PROBLEM TO WORK ON :: From the line that includes "Please tag the man in military" to the last line of the records, inclusive, repeat each line exactly.

* * * * *

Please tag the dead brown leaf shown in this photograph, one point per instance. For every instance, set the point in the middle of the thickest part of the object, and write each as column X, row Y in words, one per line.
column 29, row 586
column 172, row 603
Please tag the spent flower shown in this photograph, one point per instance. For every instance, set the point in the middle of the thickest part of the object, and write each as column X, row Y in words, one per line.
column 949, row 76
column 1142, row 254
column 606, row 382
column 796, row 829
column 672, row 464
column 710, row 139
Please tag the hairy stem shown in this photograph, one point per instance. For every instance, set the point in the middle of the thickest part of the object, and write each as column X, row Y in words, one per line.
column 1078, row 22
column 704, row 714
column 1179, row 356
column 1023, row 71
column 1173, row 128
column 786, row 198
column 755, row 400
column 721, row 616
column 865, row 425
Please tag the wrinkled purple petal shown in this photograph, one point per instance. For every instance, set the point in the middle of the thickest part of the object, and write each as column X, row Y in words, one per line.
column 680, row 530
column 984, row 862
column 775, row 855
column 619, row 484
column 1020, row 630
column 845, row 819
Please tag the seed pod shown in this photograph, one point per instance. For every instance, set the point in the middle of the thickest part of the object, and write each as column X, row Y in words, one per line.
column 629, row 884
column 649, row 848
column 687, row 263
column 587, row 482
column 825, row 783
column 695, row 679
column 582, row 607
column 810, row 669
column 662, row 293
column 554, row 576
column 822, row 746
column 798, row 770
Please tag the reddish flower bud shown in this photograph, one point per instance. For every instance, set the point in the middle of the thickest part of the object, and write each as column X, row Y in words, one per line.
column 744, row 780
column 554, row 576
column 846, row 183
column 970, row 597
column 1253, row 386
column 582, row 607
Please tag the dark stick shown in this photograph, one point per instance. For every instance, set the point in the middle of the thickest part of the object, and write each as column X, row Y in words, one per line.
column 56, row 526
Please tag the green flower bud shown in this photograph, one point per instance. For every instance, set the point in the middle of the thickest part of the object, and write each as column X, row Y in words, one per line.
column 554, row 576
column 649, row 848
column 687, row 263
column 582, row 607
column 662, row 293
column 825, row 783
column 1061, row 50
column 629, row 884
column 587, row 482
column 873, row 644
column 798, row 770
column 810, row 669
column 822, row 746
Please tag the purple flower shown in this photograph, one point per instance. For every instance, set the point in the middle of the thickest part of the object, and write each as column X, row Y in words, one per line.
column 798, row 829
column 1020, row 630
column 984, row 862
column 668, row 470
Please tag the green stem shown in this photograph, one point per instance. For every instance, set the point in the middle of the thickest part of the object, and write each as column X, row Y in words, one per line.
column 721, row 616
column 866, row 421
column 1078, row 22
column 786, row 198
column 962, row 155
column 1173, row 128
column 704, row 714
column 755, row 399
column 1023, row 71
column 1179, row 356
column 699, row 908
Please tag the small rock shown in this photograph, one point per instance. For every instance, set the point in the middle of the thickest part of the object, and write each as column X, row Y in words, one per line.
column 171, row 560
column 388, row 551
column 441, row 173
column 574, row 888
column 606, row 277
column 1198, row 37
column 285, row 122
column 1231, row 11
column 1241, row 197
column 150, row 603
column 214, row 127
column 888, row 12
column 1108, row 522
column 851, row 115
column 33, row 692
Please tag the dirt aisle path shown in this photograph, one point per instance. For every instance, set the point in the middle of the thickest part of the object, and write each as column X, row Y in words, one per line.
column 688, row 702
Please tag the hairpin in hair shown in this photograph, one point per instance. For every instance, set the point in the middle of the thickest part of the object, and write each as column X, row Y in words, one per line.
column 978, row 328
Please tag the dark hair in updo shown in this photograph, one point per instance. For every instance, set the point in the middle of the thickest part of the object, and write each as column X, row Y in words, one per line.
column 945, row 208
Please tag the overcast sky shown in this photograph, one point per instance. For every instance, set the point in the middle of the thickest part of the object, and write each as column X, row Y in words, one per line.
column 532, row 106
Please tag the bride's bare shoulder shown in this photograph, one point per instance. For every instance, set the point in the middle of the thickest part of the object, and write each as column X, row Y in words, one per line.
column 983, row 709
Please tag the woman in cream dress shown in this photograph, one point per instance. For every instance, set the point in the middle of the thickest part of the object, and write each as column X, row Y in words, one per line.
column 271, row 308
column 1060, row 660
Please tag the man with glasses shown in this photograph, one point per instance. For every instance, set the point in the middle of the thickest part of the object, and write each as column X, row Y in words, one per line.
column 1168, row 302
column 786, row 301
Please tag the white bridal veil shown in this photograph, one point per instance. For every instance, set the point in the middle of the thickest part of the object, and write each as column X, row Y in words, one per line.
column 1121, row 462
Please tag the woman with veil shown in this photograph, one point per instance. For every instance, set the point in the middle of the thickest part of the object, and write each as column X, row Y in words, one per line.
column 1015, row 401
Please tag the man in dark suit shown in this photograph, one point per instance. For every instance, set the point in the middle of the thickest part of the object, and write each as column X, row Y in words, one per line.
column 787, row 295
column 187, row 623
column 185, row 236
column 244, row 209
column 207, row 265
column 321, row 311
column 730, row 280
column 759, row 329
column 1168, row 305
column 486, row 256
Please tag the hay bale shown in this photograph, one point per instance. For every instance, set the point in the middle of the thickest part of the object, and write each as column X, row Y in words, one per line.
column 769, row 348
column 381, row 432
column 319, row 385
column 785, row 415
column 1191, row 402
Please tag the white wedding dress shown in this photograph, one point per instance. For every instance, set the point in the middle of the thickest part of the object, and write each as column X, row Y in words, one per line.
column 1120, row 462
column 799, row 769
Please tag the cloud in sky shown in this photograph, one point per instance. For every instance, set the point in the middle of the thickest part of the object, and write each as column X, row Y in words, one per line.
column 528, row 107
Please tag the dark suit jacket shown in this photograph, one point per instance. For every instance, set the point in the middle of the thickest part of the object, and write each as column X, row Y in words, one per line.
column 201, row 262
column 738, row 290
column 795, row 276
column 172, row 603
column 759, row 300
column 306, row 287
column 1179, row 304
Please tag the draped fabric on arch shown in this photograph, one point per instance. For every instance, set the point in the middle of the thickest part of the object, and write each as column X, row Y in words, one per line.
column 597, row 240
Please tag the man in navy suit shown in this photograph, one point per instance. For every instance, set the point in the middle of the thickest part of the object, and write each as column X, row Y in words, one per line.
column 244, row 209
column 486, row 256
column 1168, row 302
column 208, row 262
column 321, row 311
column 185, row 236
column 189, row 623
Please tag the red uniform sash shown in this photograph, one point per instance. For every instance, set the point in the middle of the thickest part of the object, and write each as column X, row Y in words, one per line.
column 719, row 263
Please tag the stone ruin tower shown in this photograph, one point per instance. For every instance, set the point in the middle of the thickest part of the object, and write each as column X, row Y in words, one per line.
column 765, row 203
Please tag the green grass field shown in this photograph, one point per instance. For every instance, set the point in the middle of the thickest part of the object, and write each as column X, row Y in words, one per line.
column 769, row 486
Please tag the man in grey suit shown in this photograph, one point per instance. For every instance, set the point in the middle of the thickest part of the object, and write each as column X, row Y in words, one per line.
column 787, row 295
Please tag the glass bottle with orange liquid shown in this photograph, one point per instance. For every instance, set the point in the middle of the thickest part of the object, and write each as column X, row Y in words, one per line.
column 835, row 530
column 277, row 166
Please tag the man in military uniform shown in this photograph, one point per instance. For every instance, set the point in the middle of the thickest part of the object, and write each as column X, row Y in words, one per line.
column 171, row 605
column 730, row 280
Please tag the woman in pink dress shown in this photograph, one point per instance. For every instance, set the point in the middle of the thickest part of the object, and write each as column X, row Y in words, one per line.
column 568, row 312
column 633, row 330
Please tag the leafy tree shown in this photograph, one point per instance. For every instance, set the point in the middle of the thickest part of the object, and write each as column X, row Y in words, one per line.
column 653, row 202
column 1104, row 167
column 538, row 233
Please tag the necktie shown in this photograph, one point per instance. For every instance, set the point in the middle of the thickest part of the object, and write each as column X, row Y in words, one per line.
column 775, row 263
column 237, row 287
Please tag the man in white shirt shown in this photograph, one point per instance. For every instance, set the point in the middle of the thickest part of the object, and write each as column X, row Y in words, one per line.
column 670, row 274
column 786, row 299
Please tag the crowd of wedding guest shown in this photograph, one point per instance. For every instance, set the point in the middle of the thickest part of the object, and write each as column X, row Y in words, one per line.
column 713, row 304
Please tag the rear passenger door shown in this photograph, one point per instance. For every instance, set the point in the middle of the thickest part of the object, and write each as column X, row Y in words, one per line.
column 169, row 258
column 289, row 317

* * * * *

EXERCISE ANSWER ::
Please tag the man in military uniform shown in this photograph, one point per instance. For every instance, set the point in the middle of the thickest part of the object, and write each as column X, row Y in words, one per line.
column 171, row 605
column 730, row 280
Please tag the woman in pink dress shown in this photograph, one point per instance. For every instance, set the point in the middle of the thickest part of the object, and write each as column X, row Y in words, one per line.
column 568, row 312
column 633, row 330
Please tag the leafy tree shown in this photograph, one point per instance. For every instance, set the point in the middle of the thickest part of the object, and write each as column X, row Y in words, one per line.
column 653, row 202
column 1104, row 167
column 538, row 233
Please tag the necktie shown in this photograph, one point per instance. For every instance, set the point in the middle of the thickest part of the object, and write each as column X, row Y in words, one per line.
column 775, row 263
column 237, row 287
Please tag the man in white shirt shown in this photograph, one point per instance. For every instance, set the point in the middle of the thickest part of the object, and write each as column X, row Y in words, one per line.
column 670, row 274
column 786, row 299
Please tag the crowd of wedding guest shown in this photograph, one point per instance. For every instance, set the point in the middle of the thickest part of the object, and write each as column X, row Y in words, one per line.
column 713, row 304
Please tag the rear passenger door shown in this photograph, one point per instance. For every instance, set the point in the middle of the thickest part of the object, and write each as column X, row Y in words, one per line.
column 169, row 258
column 289, row 317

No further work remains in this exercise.